======== MATERIAL PROVIDED ========
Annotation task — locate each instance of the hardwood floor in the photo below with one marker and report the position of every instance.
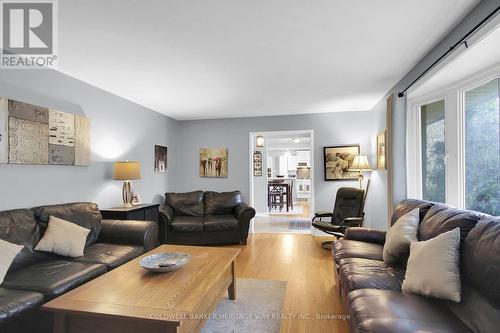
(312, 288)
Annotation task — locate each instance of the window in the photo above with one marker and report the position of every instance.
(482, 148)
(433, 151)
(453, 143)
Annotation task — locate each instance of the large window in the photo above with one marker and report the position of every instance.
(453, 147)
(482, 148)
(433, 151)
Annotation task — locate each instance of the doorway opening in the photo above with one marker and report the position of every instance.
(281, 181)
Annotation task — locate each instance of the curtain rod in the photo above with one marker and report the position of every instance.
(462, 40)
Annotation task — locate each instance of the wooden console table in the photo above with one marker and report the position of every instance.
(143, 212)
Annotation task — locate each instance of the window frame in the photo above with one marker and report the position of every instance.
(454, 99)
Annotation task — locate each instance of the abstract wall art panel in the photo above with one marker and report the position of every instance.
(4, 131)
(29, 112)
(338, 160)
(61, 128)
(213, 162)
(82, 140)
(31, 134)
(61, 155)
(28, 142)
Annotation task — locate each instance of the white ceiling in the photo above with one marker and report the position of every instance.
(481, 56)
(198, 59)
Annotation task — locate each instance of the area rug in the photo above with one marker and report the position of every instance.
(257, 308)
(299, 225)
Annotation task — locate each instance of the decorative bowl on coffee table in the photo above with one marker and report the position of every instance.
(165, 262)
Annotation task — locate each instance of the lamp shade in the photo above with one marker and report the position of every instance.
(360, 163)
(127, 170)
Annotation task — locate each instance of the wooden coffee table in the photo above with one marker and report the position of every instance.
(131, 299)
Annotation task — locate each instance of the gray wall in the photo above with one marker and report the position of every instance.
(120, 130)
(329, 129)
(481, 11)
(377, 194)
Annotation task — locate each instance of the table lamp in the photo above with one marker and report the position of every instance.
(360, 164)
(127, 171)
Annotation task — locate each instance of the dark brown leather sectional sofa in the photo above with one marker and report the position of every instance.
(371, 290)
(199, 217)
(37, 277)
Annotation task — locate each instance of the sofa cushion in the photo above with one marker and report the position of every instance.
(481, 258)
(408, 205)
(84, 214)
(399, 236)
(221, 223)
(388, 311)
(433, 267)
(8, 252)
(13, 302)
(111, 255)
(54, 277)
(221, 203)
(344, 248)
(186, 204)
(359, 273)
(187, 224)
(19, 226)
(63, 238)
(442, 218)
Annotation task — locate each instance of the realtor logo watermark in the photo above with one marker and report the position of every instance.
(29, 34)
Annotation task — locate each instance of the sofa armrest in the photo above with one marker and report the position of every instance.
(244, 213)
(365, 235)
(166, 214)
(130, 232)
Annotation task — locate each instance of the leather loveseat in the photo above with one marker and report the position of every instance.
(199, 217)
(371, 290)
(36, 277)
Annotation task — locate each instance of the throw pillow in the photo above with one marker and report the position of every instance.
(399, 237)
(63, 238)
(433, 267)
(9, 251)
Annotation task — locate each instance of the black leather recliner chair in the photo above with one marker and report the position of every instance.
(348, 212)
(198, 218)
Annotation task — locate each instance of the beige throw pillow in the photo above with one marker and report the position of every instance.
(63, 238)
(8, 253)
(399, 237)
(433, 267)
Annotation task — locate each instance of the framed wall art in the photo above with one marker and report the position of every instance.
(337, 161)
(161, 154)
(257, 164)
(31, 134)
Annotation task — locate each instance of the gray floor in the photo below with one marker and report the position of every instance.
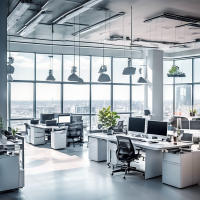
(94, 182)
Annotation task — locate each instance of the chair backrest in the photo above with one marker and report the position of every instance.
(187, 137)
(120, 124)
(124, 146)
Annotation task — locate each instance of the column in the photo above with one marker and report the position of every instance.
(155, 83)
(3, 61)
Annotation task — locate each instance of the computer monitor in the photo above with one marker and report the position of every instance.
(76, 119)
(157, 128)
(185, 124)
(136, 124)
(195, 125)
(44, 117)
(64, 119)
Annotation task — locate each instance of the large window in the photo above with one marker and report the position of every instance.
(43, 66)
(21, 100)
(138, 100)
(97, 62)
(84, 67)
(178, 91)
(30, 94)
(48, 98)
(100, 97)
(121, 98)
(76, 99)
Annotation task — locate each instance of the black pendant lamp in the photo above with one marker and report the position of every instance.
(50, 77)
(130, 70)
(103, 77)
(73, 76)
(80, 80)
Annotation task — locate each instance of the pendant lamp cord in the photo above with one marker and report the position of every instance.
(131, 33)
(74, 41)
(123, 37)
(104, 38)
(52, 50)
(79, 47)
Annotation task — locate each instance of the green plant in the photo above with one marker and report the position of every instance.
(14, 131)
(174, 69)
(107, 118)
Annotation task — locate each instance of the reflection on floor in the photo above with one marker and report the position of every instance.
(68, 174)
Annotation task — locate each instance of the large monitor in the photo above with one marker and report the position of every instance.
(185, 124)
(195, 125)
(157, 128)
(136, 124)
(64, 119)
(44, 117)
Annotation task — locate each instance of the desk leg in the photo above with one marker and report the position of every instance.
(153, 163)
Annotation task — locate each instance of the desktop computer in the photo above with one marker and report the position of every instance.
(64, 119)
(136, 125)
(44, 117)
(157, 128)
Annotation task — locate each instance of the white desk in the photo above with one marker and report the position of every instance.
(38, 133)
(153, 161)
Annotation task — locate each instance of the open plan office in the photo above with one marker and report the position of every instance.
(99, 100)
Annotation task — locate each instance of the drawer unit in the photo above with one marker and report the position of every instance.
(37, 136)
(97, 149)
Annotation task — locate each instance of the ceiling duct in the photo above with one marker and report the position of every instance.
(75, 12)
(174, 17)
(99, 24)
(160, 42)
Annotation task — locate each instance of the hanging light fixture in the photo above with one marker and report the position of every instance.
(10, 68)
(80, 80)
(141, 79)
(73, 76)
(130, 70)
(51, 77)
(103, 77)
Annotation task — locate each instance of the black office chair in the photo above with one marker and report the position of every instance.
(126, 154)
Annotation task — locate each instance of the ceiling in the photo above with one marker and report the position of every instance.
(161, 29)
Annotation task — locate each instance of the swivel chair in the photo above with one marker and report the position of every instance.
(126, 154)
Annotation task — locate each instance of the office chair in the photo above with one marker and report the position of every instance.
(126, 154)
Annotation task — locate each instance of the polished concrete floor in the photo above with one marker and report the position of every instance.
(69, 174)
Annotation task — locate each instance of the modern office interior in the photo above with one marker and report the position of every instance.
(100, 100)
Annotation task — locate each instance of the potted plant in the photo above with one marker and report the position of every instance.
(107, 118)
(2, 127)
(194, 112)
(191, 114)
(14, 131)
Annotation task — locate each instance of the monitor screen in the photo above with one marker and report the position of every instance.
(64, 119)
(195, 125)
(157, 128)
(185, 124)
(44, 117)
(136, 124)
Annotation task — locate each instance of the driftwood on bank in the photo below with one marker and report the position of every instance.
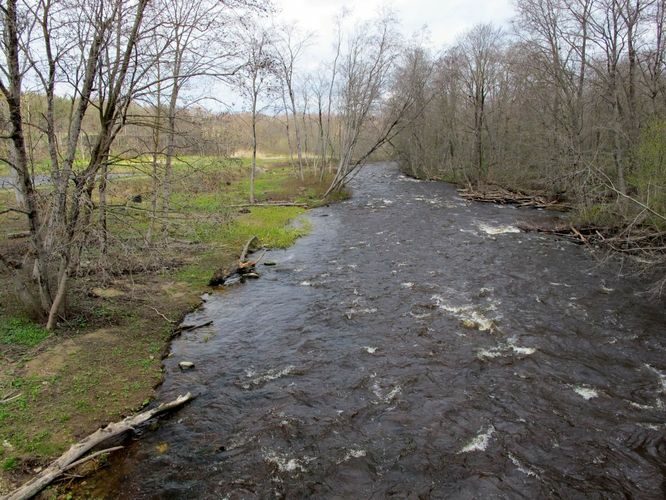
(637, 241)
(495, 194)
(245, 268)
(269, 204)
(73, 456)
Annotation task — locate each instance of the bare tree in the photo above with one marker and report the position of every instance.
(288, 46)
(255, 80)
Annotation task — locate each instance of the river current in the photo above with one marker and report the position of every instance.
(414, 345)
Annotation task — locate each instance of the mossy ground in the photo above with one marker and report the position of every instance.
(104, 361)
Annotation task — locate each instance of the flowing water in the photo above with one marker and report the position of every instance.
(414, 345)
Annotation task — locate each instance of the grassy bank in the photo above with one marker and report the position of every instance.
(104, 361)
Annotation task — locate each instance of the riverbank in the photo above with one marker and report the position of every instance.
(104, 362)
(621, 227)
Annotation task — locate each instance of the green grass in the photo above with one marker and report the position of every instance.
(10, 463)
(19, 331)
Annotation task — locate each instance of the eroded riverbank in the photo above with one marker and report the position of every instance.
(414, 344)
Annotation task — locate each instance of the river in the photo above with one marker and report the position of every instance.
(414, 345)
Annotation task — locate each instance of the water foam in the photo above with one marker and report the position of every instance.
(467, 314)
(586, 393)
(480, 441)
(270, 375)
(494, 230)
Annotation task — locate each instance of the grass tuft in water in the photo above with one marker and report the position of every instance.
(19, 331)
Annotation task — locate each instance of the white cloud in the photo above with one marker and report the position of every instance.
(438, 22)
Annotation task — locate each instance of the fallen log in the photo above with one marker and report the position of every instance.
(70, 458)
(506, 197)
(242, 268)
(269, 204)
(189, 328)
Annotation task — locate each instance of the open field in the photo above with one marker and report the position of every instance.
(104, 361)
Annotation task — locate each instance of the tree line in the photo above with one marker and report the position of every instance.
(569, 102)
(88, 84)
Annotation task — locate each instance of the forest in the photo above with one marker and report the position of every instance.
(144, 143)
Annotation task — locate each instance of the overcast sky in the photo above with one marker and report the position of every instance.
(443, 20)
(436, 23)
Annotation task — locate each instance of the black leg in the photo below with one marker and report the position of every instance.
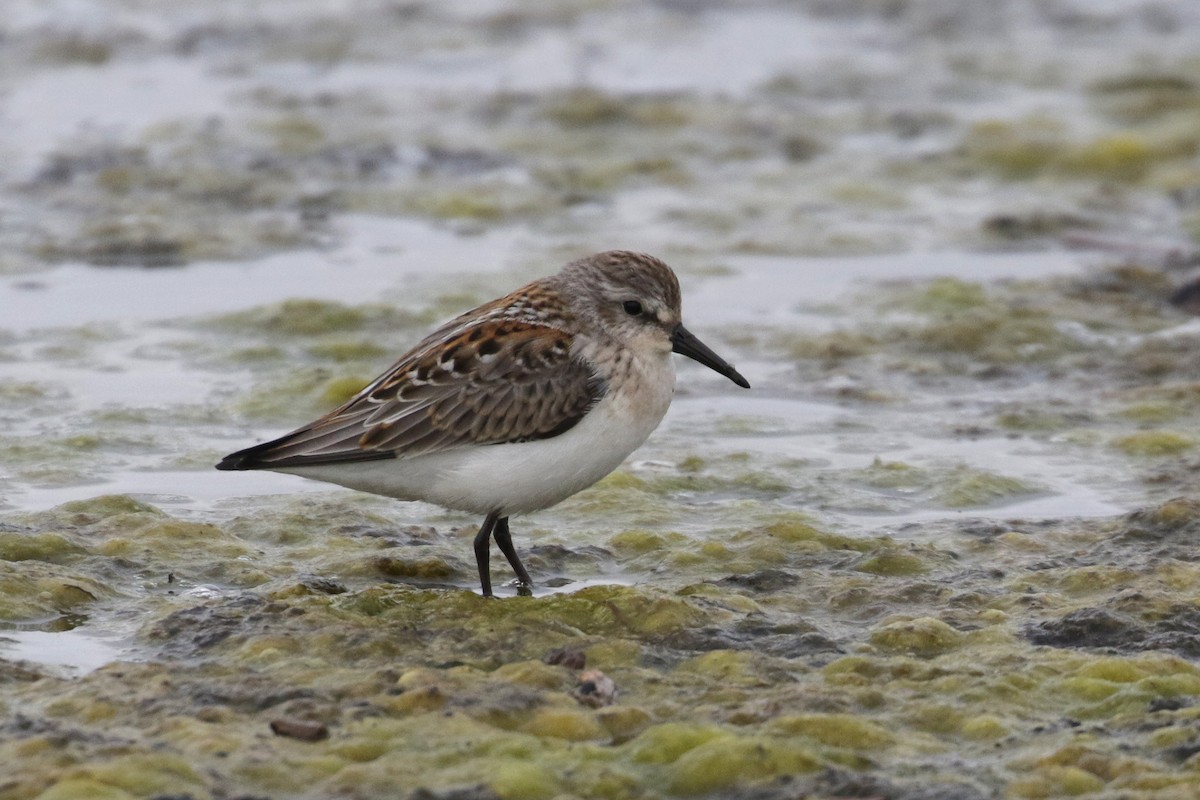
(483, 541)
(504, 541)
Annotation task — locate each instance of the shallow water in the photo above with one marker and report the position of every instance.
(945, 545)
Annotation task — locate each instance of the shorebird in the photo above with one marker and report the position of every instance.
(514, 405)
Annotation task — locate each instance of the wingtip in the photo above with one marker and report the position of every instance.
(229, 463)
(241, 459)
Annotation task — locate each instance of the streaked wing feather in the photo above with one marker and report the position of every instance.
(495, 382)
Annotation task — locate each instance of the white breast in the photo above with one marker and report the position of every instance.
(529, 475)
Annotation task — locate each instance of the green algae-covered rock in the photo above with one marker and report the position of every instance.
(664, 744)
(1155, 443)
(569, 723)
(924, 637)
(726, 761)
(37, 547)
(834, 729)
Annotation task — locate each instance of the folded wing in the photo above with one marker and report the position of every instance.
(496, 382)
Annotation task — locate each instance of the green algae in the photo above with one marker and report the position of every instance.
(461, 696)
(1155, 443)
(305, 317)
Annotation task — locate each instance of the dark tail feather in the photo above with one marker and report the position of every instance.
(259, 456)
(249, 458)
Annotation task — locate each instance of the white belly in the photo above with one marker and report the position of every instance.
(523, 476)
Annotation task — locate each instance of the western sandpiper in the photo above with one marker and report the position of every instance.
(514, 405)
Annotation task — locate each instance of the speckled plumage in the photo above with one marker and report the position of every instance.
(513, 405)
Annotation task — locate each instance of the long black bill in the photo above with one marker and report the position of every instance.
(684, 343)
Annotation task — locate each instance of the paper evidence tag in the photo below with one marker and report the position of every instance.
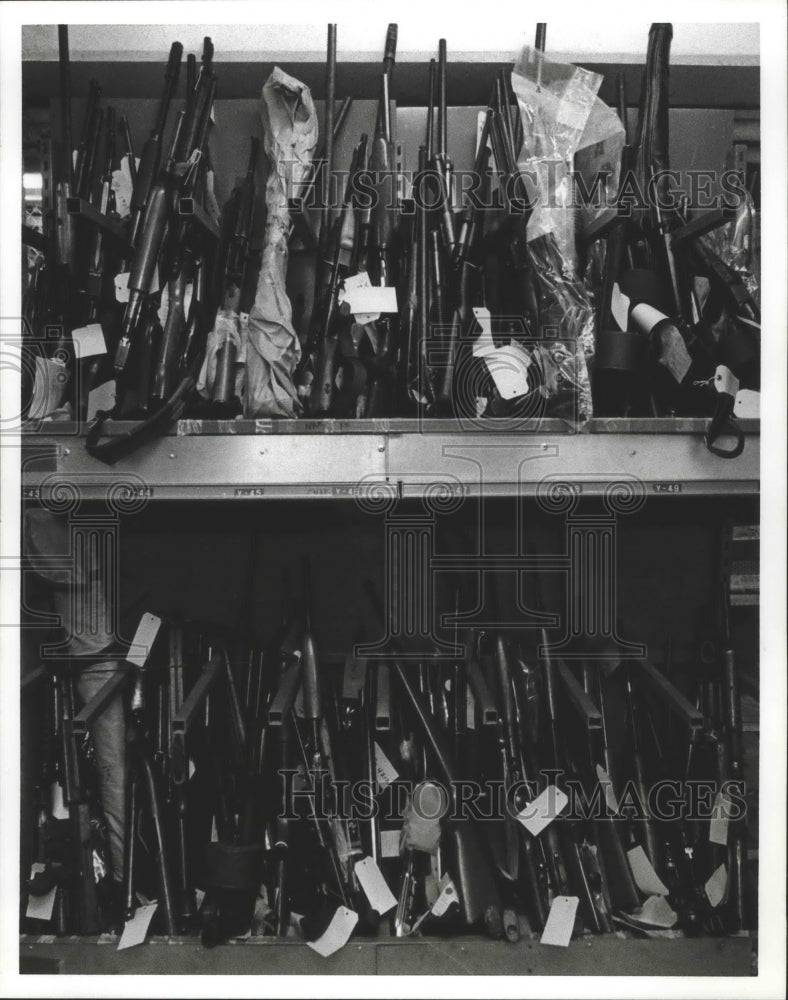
========
> _WHAT YOU WILL DO_:
Reproduce the records from the line that contains "Annotation task — locate each instance of the folded" through the end of the records, word for word, leaving out any pictures.

> _EXERCISE OUTPUT_:
Annotation task — locate each instance of the folded wing in the photo above with one marker and report the position of every instance.
(496, 382)
Annotation task — locate each instance of the green algae in the photo above with one marker and report the position of every instance.
(461, 696)
(1155, 443)
(305, 317)
Annotation task — locate each instance of the dark tail feather in the photo above with one marker and report the position of every instance.
(259, 456)
(249, 458)
Annotation task — locate each instance of the white belly in the photo above with one marker and report the position of every instance.
(523, 476)
Annotation task — locate each instance of the western sandpiper in the photo above with one marker and report the position of every instance.
(514, 405)
Annotation task — locate each instance of the speckled plumage in the photo above with one marker and report the position of every instance.
(513, 405)
Annotation task — locate each instance of the long black bill in the photo above with one marker and report the position of every instance.
(684, 343)
Annotation task — locate each instance of the paper evidence tag in the photo below with one marker and report the position of every instance.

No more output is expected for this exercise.